Records from a collection:
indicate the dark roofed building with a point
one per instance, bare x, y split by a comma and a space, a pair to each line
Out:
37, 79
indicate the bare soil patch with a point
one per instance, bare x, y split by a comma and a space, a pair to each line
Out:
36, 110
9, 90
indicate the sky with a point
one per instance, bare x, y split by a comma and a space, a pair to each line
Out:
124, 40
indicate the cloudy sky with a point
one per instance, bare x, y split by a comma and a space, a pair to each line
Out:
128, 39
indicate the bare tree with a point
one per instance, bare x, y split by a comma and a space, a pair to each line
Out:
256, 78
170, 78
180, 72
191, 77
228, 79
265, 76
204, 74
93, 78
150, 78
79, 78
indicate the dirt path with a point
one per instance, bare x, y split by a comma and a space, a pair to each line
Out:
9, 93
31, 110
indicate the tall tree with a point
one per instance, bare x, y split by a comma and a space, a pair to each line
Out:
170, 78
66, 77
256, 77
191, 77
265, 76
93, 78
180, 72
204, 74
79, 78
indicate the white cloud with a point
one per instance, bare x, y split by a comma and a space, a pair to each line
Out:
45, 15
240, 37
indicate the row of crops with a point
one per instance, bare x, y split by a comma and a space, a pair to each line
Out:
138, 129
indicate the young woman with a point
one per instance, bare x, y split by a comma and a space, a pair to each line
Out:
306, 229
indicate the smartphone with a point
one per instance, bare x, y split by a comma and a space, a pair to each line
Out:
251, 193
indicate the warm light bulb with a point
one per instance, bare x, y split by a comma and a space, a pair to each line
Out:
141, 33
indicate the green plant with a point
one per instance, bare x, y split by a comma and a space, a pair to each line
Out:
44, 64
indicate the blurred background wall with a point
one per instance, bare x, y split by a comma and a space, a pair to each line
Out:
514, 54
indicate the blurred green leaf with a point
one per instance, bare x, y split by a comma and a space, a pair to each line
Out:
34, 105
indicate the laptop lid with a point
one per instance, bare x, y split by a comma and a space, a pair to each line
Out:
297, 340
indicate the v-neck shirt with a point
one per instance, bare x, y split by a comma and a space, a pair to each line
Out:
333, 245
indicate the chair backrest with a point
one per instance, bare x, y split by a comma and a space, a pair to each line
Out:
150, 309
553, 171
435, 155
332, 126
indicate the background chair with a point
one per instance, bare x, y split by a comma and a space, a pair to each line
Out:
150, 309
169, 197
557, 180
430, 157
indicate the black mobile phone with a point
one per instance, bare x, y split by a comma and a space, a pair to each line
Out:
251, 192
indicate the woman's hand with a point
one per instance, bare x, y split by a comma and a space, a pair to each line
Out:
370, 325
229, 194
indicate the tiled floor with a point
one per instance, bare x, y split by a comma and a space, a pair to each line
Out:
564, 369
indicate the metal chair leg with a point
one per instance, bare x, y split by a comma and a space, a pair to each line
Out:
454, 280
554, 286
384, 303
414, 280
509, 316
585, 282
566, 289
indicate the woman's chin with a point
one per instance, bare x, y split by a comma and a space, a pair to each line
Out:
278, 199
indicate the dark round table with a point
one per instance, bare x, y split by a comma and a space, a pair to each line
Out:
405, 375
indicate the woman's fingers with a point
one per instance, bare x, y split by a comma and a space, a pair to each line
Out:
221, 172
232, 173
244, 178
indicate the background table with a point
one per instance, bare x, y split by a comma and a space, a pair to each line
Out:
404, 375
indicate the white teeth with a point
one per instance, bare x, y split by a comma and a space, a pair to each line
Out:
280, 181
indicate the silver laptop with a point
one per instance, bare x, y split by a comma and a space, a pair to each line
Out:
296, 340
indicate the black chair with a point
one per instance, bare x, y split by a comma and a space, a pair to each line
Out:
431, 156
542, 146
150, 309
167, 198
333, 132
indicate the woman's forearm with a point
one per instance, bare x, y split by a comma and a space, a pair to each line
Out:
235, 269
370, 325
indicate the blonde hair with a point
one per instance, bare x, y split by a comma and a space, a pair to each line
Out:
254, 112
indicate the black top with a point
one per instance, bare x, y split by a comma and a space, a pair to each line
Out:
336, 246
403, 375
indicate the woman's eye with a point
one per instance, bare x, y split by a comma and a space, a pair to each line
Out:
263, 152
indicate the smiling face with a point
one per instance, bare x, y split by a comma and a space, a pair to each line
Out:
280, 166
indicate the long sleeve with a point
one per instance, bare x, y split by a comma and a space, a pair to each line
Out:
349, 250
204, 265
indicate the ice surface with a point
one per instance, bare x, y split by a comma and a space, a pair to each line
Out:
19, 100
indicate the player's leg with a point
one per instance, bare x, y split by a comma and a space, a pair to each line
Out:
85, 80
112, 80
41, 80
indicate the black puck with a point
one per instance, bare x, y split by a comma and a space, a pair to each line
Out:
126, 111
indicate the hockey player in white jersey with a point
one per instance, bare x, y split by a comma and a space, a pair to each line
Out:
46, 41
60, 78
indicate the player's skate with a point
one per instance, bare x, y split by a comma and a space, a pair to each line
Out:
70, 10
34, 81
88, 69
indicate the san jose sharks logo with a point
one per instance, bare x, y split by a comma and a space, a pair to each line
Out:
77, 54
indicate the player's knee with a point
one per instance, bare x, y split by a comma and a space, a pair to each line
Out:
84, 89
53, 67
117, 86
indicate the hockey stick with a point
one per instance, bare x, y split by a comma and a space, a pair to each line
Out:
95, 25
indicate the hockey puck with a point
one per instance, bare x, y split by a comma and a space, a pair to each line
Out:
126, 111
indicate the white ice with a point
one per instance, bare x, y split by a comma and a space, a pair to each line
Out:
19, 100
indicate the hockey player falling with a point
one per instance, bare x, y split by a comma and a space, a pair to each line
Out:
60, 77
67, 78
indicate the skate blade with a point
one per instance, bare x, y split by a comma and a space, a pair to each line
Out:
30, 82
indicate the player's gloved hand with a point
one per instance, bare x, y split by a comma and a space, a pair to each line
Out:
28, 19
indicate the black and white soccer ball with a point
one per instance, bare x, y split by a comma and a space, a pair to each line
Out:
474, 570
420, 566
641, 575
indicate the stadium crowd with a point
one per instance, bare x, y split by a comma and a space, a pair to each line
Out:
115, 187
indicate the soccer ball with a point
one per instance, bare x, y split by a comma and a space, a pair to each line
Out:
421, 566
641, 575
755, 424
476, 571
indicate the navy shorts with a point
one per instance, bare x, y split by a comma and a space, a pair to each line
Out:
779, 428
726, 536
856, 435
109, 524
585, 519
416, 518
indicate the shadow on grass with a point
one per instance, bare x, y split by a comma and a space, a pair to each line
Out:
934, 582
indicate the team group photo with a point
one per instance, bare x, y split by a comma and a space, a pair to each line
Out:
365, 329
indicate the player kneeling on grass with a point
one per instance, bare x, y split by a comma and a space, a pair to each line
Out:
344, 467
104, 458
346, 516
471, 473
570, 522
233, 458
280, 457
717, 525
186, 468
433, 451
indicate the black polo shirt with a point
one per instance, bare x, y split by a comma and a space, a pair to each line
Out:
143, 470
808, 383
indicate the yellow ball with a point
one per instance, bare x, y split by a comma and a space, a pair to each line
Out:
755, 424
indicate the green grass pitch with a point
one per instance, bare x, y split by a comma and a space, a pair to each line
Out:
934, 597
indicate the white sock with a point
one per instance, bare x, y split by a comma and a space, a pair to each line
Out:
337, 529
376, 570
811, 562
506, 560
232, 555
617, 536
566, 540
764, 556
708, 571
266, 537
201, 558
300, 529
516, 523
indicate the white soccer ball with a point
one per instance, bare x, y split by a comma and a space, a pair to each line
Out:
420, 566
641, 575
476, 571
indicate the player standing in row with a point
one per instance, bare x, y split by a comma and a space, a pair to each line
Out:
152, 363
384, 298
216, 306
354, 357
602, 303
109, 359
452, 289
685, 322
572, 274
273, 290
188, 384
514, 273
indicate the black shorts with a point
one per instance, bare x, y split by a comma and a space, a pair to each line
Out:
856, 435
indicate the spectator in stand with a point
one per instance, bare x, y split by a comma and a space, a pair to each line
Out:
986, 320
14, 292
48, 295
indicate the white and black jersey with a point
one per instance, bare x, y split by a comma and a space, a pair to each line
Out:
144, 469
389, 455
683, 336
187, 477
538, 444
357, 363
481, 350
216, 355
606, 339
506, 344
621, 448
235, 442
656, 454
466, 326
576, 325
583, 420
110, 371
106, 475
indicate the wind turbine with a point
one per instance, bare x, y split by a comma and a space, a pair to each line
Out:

What you are asked to do: Given the word "shirt", show every line of the records that contains it.

Your solution:
indicate the v-neck shirt with a point
indicate the black polo shirt with a point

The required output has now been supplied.